[Given data — start]

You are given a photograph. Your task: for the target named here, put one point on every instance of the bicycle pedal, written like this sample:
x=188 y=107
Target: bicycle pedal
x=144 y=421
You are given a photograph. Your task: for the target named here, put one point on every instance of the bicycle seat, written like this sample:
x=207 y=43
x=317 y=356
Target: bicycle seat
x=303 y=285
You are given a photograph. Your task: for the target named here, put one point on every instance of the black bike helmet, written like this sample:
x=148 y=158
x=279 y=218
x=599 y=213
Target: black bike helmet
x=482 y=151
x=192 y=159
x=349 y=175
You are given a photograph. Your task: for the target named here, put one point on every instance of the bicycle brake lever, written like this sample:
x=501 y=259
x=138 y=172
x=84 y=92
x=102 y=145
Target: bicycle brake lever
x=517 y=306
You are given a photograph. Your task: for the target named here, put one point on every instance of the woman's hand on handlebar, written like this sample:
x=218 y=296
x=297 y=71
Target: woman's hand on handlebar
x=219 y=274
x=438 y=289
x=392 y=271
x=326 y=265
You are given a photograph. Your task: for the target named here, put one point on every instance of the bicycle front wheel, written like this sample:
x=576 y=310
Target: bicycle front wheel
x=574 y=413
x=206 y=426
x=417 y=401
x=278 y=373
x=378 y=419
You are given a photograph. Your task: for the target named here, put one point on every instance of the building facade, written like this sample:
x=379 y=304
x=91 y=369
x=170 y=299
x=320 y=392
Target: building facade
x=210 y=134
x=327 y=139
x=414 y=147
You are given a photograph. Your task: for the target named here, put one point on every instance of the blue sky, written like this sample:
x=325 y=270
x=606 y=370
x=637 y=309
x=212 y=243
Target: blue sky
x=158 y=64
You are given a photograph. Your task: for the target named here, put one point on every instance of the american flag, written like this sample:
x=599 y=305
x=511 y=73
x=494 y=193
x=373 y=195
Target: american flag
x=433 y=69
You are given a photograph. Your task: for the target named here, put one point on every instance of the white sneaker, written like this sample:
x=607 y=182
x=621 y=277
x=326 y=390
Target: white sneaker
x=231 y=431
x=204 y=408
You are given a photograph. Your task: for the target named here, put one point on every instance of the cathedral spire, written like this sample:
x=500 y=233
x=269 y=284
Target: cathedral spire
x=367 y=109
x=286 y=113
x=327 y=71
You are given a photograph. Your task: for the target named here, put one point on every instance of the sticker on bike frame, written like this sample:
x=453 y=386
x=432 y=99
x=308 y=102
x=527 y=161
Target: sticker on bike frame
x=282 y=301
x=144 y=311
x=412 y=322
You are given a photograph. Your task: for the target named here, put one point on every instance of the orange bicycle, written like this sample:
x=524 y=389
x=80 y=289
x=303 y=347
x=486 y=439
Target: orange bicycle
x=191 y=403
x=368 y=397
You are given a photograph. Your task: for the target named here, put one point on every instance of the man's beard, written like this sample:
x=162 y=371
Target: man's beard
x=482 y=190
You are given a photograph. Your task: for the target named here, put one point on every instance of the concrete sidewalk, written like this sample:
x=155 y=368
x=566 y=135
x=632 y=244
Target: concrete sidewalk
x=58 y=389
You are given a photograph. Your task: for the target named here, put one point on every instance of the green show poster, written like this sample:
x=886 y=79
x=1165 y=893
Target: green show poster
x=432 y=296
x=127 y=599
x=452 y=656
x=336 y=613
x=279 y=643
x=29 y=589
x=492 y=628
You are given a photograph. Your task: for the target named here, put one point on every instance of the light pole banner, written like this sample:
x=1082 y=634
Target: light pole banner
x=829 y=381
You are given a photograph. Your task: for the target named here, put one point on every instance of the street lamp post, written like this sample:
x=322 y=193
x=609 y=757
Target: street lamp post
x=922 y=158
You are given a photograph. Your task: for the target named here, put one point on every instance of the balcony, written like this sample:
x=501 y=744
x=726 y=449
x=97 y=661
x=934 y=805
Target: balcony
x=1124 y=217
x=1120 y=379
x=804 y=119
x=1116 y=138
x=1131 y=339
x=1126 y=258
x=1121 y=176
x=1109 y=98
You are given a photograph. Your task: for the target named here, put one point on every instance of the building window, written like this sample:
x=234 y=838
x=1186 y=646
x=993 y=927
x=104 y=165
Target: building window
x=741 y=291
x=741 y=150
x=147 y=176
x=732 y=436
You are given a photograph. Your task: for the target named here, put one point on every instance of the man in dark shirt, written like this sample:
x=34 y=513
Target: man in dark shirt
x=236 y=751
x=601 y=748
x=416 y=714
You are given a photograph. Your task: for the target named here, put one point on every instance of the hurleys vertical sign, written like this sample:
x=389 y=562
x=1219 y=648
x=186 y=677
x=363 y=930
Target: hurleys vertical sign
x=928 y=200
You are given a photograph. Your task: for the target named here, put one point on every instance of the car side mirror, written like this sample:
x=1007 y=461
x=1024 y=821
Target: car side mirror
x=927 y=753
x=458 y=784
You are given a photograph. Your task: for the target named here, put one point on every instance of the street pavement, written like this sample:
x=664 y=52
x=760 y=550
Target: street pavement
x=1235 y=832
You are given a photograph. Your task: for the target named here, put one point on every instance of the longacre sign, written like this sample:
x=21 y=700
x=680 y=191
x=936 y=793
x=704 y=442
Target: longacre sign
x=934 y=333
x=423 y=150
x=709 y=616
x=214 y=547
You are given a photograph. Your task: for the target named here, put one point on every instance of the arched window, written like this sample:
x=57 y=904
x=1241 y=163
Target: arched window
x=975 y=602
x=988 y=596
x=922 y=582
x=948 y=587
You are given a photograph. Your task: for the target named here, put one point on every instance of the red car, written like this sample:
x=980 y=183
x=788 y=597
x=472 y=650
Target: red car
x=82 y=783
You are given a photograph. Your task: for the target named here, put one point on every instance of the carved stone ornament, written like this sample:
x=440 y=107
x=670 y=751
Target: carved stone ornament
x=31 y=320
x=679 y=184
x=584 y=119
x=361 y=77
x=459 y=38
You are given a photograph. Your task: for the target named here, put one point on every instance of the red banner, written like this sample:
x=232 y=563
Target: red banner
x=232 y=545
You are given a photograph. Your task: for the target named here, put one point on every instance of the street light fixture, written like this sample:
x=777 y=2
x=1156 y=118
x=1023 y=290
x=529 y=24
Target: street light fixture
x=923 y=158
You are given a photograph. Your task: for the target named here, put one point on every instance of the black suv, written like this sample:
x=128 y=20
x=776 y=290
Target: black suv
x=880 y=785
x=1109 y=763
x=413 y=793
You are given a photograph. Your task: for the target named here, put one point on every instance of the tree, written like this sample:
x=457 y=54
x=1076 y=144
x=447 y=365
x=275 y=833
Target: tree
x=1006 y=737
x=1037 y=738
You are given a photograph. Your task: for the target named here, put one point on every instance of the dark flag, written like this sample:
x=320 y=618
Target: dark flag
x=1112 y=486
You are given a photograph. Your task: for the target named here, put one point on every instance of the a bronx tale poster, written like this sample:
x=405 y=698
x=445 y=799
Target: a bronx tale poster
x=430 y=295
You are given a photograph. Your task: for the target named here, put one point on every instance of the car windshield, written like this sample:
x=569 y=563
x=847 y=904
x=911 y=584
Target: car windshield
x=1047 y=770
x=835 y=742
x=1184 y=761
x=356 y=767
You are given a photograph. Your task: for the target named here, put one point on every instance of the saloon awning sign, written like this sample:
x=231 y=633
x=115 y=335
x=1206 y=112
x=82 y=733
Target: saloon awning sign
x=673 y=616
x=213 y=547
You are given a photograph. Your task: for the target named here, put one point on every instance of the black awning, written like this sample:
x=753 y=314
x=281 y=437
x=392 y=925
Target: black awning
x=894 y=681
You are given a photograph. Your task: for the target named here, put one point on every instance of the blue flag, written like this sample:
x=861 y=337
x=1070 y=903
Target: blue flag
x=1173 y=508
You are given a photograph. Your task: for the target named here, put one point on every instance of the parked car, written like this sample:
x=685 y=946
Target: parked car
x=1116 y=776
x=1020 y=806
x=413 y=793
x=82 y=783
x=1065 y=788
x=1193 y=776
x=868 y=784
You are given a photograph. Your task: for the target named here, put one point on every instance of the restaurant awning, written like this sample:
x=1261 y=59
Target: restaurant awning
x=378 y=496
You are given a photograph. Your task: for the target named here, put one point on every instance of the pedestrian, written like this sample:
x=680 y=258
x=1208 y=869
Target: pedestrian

[Given data — finish]

* Problem details *
Precisely the lines between those holding "x=170 y=299" and "x=269 y=284", inclusive, are to be reproduced from the listing above, with nothing added.

* Result *
x=170 y=299
x=320 y=392
Target: building facade
x=210 y=134
x=327 y=139
x=414 y=147
You are given a photograph. Your task: for the target named here, put one point on every instance of the blue sky, written like this sample:
x=325 y=270
x=606 y=370
x=637 y=309
x=212 y=243
Target: blue sky
x=158 y=64
You are given a photograph. Your task: for the target named here, put one point on every instance of the american flag, written like this sample:
x=599 y=305
x=511 y=73
x=494 y=193
x=373 y=195
Target: american flag
x=433 y=69
You are given a photograph. Your task: for the target named here, put one point on every instance of the white sneaker, written like this sample:
x=607 y=182
x=621 y=277
x=326 y=390
Target: white sneaker
x=231 y=431
x=204 y=408
You are given a photograph. Your task: for the target named here, put one point on every instance of the cathedral spire, written like this sample:
x=500 y=233
x=269 y=284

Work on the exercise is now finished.